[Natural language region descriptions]
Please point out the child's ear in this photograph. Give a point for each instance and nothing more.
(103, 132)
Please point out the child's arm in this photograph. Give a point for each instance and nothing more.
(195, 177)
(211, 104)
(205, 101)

(ABOUT THIS TASK): Would you copy exactly the lines from the one that contains "Please point out the child's arm" through the final line of the records above, including both?

(RESPONSE TO THE EXERCISE):
Please point out the child's arm in this photograph. Give a point for each instance and nothing more.
(195, 177)
(211, 104)
(205, 101)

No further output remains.